Check each line below for the word "kayak" and give the count alone.

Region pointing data
--- --- ---

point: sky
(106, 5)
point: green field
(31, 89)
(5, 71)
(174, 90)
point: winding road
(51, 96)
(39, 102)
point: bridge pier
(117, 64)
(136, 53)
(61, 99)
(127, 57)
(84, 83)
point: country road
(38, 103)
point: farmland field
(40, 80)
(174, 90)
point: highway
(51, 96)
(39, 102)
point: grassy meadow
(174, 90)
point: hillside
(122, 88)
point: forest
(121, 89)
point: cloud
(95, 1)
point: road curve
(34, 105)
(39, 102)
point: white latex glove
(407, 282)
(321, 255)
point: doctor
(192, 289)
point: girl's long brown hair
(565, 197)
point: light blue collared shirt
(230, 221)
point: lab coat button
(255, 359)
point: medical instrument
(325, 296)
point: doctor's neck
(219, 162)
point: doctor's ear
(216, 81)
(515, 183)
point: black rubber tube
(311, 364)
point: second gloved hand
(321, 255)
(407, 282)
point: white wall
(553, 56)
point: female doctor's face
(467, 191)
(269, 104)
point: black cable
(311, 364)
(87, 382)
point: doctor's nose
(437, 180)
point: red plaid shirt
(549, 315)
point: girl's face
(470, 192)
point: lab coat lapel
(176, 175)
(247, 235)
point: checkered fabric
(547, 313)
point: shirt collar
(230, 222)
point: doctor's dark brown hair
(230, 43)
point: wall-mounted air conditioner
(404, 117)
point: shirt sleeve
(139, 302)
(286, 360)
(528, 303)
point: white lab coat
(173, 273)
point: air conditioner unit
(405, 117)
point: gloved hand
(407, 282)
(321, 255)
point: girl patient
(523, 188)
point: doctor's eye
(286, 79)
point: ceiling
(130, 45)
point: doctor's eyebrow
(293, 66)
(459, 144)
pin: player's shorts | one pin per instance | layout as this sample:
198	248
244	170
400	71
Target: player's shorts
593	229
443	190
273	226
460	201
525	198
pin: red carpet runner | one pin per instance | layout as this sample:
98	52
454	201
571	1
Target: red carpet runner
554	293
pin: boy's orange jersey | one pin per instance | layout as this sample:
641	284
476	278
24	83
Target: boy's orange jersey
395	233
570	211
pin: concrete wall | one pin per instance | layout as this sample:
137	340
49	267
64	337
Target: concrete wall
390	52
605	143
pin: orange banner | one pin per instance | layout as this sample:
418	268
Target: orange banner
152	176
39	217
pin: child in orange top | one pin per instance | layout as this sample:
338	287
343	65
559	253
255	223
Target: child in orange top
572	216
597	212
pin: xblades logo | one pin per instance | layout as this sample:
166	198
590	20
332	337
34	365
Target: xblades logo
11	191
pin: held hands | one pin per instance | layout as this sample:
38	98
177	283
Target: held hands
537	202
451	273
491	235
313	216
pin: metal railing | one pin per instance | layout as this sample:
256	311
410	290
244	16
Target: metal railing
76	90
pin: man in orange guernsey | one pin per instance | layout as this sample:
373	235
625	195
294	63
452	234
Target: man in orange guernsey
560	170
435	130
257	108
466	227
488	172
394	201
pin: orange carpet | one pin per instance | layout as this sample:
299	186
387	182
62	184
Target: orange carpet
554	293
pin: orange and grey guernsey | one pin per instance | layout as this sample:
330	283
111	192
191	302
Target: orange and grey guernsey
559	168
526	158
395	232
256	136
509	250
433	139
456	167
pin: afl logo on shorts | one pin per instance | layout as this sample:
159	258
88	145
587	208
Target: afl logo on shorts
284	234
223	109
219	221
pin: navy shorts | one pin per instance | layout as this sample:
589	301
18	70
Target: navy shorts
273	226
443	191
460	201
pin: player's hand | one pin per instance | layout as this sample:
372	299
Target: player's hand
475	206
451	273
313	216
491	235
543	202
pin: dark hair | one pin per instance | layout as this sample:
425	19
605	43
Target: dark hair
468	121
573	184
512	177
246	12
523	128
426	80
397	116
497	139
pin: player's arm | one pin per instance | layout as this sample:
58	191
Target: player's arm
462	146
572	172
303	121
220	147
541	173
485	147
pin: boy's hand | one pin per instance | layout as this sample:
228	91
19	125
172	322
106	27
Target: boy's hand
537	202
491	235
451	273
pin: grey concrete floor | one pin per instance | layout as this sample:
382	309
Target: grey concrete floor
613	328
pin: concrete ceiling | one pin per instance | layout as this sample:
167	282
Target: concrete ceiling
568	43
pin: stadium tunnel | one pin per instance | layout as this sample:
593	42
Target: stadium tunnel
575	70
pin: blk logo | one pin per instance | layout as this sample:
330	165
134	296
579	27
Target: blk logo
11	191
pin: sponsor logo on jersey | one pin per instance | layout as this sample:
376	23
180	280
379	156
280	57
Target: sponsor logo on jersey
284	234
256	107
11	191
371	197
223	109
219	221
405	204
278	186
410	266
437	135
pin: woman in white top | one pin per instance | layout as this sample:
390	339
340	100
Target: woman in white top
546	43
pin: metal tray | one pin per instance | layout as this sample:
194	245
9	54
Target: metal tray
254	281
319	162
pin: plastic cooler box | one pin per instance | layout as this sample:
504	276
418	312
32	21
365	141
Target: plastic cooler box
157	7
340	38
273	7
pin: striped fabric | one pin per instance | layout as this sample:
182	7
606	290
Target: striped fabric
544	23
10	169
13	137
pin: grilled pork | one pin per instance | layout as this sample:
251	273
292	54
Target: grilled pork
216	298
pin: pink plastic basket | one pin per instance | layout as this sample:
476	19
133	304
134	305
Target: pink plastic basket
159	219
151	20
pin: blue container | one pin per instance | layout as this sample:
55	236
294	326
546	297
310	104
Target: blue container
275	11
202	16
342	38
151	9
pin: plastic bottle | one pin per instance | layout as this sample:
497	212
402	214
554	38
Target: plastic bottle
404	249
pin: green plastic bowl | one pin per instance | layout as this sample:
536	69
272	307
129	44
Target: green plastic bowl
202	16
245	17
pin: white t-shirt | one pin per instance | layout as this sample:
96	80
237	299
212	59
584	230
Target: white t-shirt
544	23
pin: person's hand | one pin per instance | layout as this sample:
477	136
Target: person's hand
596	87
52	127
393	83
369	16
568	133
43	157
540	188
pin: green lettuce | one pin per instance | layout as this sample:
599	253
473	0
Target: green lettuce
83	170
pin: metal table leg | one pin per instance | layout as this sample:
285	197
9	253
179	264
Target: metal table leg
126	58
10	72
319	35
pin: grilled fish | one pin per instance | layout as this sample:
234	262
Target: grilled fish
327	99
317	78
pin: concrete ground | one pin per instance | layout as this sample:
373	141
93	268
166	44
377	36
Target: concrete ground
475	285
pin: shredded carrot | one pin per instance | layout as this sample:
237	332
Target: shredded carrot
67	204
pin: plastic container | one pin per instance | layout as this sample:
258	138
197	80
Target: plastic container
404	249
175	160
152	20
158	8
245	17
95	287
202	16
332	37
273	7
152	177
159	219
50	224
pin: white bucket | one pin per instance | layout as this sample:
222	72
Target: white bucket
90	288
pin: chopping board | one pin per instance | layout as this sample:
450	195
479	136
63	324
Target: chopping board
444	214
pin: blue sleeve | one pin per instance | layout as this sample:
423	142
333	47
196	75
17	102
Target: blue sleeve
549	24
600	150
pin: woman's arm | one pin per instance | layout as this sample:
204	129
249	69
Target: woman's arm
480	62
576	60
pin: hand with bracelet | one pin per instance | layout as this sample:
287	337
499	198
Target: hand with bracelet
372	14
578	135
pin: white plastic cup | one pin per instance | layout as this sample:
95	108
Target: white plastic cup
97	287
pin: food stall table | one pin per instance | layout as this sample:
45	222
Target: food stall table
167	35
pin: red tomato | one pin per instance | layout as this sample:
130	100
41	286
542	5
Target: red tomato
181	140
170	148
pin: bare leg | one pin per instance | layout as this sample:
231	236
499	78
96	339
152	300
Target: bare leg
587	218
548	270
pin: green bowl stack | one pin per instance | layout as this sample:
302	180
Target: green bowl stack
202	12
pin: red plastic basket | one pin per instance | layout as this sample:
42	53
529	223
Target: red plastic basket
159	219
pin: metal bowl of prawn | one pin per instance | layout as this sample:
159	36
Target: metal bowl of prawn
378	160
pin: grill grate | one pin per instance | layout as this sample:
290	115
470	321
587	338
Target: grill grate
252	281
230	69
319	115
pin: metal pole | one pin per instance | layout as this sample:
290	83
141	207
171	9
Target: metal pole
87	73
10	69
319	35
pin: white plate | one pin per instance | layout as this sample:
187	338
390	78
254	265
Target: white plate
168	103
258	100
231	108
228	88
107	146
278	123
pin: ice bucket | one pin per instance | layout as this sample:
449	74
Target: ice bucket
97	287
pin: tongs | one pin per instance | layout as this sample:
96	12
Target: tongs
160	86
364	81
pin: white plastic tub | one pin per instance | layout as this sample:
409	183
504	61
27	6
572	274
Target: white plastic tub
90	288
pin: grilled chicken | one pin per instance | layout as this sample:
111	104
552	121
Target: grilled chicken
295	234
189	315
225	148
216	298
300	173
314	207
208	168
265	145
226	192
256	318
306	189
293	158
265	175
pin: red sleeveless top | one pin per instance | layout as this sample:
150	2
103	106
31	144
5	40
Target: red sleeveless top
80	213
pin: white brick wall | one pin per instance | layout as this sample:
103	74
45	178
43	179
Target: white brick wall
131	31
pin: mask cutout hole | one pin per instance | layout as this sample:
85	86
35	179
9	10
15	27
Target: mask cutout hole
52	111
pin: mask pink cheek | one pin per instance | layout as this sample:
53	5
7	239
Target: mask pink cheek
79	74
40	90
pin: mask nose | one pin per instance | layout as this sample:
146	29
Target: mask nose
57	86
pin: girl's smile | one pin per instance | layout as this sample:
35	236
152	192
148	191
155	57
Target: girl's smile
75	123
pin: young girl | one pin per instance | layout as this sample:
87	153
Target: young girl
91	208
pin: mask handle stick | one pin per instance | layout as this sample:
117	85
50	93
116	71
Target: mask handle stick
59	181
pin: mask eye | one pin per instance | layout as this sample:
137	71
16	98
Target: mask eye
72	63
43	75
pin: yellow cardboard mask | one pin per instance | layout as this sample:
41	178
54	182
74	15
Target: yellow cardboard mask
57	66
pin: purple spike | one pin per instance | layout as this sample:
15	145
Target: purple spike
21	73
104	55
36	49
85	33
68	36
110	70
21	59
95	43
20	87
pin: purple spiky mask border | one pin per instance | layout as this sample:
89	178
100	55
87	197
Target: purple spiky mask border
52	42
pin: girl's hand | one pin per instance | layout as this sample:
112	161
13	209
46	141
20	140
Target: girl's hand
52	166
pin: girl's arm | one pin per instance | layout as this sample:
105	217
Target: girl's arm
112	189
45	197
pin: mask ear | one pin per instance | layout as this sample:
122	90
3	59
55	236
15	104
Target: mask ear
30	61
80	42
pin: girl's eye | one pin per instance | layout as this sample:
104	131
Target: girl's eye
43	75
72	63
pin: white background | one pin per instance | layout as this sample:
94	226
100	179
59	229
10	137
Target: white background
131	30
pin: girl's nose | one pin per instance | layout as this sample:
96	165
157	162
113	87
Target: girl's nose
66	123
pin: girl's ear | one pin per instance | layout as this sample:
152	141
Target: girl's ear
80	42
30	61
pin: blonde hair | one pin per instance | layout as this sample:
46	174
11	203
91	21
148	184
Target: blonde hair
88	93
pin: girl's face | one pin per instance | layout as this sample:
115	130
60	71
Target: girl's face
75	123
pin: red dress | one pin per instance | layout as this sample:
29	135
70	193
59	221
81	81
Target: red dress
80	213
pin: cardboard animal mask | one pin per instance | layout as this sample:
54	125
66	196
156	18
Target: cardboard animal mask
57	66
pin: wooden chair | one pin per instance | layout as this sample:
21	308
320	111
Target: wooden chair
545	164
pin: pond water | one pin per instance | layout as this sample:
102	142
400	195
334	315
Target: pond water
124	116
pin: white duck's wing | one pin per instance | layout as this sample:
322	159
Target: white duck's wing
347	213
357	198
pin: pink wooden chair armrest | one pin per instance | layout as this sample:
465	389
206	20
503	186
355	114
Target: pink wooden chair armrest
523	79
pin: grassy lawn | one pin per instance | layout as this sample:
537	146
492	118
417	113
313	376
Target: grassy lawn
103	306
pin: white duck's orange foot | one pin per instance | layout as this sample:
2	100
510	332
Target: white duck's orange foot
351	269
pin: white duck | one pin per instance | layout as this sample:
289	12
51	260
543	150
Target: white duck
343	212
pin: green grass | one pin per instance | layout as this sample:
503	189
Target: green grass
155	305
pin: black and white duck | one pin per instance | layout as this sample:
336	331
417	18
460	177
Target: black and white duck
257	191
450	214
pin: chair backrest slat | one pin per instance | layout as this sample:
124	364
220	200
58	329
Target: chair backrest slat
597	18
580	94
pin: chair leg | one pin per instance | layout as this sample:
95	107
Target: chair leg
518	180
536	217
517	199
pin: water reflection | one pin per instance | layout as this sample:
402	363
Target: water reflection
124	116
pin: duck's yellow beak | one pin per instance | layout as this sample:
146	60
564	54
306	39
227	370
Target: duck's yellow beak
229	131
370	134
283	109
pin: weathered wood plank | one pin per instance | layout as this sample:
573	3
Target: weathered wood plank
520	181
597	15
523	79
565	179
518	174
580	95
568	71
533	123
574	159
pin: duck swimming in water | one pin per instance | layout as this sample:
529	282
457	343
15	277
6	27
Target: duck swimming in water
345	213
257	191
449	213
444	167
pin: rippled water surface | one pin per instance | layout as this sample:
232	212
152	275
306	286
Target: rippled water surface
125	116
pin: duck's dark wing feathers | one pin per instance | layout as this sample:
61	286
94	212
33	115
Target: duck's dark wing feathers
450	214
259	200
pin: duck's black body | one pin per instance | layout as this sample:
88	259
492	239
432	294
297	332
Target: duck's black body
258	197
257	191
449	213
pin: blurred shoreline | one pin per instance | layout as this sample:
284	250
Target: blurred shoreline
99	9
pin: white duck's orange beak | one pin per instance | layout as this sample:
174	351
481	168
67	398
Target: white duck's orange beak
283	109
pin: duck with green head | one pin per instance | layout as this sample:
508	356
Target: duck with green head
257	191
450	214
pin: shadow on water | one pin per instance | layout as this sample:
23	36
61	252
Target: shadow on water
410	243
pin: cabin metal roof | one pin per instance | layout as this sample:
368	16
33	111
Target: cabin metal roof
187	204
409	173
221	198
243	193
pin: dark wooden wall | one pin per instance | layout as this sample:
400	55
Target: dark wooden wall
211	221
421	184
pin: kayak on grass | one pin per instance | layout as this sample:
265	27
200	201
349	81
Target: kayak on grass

--- --- ---

Response area: 2